Extracted information:
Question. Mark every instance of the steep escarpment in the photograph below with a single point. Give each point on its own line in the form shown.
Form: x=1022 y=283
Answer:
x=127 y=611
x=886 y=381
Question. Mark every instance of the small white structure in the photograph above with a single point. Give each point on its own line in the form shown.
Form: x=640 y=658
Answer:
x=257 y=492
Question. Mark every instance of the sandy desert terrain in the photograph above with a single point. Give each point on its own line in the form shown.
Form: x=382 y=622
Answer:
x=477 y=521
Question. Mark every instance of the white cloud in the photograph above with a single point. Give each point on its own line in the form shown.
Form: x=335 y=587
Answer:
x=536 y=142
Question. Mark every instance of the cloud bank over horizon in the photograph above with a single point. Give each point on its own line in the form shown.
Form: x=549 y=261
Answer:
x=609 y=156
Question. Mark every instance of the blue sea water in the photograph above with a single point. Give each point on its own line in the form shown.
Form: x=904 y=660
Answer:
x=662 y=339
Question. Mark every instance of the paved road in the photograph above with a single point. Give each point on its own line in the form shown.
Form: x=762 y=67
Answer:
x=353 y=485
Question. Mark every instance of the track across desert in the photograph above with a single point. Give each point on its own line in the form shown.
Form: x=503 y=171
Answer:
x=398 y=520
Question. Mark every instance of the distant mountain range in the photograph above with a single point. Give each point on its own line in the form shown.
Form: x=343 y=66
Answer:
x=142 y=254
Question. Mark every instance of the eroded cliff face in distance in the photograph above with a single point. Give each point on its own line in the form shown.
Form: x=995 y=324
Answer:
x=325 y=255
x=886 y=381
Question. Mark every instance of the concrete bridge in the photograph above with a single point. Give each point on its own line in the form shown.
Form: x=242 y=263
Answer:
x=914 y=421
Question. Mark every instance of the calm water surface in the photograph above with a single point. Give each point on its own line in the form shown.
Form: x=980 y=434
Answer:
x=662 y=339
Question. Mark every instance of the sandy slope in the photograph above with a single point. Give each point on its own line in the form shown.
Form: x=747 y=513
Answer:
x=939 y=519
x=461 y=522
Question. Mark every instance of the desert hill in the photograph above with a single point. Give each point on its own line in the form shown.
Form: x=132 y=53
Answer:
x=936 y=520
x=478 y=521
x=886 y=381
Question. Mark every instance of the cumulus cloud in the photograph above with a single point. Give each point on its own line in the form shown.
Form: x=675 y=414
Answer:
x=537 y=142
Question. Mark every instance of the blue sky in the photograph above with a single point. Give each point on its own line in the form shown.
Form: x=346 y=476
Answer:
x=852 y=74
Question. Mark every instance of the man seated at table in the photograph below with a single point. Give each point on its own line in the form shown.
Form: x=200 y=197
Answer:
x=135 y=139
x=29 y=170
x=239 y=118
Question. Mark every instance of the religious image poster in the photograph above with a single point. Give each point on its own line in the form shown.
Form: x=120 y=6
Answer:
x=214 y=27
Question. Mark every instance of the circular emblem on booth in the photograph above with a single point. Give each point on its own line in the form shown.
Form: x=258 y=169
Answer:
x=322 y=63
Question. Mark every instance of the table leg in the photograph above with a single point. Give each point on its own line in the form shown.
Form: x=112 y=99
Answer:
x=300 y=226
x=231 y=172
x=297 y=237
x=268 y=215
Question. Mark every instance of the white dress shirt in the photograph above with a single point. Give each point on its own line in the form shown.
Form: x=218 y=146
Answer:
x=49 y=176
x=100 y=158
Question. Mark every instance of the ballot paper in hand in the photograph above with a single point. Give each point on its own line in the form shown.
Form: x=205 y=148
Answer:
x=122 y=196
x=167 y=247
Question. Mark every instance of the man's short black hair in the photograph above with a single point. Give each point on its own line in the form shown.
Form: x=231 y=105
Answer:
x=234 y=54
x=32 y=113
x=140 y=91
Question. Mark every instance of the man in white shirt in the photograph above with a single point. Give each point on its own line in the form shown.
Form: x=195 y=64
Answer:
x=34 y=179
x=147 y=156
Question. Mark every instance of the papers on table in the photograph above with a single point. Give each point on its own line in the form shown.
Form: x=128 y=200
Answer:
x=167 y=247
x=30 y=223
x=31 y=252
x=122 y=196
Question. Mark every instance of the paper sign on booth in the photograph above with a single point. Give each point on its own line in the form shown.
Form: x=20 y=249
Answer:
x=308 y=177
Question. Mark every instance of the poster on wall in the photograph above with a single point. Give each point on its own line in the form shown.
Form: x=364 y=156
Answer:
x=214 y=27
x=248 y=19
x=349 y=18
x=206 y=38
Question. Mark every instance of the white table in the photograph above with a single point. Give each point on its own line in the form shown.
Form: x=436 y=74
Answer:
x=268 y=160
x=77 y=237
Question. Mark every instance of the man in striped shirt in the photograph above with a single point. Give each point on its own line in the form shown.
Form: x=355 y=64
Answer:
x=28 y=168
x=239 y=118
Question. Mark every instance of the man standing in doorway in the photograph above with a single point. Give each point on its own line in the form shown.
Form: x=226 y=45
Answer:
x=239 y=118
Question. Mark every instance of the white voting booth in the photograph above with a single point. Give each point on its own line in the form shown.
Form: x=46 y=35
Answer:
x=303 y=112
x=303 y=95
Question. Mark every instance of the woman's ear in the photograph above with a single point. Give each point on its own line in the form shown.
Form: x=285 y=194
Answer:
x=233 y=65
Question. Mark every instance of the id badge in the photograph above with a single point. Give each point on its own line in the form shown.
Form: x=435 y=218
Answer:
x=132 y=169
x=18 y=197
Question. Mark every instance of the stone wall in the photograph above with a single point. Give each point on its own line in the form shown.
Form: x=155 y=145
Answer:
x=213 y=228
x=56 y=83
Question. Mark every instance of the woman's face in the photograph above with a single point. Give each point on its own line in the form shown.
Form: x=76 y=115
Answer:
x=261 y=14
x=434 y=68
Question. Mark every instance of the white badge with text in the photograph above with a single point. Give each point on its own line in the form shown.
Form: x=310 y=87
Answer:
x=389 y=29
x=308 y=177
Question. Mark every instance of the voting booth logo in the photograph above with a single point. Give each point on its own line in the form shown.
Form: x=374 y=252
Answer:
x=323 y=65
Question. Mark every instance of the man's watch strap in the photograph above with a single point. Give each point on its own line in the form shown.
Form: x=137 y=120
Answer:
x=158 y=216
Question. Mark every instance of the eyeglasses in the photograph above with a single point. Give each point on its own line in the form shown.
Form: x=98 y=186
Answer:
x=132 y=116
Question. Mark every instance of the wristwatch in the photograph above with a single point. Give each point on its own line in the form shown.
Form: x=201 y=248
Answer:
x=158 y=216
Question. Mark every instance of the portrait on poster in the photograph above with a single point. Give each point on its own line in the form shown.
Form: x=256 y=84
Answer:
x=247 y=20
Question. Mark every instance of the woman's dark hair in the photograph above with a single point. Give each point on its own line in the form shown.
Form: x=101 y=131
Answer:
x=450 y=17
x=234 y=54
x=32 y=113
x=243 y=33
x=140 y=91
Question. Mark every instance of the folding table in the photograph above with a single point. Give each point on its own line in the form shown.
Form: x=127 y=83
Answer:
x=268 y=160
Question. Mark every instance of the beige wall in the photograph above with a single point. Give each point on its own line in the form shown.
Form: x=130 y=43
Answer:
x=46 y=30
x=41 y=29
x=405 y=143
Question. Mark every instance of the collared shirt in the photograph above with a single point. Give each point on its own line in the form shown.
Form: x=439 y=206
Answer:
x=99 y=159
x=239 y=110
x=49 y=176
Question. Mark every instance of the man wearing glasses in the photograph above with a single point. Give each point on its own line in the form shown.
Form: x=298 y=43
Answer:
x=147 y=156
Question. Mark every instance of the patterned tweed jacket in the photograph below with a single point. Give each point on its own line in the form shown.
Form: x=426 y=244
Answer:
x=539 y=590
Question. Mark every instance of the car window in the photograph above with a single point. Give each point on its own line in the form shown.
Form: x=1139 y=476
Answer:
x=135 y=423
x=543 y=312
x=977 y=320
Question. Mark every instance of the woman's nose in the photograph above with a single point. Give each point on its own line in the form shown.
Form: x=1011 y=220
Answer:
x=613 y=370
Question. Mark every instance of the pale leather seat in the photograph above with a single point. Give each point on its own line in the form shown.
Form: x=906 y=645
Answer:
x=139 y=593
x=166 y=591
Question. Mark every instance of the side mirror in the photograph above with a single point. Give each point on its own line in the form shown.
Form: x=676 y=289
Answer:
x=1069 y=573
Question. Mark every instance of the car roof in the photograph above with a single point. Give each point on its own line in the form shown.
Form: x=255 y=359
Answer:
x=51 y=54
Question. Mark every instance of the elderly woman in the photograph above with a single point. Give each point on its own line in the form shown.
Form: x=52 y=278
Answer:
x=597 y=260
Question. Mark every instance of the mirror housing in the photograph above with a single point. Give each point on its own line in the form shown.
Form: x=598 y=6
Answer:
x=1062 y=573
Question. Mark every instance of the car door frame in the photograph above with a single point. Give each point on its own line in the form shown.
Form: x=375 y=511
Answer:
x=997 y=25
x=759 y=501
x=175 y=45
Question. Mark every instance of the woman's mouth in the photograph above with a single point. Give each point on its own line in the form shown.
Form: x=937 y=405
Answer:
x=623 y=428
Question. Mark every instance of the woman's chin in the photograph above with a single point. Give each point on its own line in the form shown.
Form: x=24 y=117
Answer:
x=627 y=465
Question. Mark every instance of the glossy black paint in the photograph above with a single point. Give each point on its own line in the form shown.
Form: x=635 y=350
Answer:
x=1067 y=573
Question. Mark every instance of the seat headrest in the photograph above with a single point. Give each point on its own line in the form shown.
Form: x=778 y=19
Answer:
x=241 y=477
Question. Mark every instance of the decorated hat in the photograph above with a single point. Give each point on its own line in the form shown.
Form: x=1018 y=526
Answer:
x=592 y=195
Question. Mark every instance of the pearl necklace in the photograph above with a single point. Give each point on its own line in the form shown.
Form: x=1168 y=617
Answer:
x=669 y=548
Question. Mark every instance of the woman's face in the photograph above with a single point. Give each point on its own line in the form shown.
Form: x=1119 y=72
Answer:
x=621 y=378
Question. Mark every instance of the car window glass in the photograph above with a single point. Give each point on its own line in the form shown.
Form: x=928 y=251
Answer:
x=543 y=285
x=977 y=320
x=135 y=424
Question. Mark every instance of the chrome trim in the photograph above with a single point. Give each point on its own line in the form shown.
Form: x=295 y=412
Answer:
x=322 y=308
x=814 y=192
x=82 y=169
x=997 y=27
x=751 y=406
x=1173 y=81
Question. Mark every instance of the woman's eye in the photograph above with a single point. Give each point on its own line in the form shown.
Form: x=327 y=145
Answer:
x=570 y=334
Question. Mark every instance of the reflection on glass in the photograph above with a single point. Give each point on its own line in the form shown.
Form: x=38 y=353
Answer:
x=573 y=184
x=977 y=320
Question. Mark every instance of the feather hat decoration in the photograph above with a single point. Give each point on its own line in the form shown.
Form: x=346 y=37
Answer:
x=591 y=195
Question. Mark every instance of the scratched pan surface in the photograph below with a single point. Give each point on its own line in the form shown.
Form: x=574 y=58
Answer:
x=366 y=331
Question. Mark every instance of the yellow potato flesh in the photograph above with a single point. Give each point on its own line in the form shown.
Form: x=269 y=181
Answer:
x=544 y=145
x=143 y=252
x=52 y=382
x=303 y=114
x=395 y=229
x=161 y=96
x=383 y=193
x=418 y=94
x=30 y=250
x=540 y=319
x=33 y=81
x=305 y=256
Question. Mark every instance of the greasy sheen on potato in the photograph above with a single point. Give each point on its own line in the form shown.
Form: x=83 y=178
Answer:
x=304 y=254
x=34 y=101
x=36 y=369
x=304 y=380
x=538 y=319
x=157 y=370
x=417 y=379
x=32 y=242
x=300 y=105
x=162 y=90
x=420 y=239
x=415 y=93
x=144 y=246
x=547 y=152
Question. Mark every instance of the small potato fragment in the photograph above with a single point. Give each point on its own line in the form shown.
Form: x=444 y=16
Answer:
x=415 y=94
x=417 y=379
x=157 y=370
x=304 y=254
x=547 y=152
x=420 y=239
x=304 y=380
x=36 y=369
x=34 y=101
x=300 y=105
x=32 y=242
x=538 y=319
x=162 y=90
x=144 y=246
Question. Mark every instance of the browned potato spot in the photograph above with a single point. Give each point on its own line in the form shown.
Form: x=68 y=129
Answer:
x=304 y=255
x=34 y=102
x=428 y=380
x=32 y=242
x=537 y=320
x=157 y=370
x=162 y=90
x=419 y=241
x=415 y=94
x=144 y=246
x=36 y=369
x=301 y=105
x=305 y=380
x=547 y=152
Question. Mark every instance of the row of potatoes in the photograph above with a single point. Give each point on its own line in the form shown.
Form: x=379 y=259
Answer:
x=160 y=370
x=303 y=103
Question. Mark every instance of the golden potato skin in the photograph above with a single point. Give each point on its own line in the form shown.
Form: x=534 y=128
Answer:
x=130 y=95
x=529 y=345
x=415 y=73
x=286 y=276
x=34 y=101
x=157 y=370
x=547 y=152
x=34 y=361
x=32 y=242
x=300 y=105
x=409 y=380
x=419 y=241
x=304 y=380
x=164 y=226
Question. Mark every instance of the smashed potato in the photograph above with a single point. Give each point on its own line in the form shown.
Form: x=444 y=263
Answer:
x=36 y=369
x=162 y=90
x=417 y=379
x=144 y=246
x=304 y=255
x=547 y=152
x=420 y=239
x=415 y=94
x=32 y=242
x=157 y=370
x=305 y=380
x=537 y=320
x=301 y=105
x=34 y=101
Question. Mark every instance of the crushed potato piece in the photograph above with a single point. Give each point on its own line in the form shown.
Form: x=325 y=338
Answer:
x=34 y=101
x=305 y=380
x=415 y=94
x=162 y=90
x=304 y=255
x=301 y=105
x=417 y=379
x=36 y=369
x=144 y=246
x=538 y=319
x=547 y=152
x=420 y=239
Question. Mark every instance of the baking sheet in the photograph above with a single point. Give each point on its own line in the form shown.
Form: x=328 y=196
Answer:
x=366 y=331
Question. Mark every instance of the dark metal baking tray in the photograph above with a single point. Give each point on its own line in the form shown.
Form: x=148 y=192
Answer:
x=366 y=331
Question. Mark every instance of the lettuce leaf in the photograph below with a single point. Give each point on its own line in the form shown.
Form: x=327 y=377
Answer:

What you should do:
For each line of the data that includes the word "water", return a copy of it.

Answer below:
Question. Mark every instance of the blue sea water in the photograph above with a single point. Give each point on its own line in the form shown.
Question. Mark every instance of the calm water surface in the photograph above with a single point. Give each point on its own line in the form shown.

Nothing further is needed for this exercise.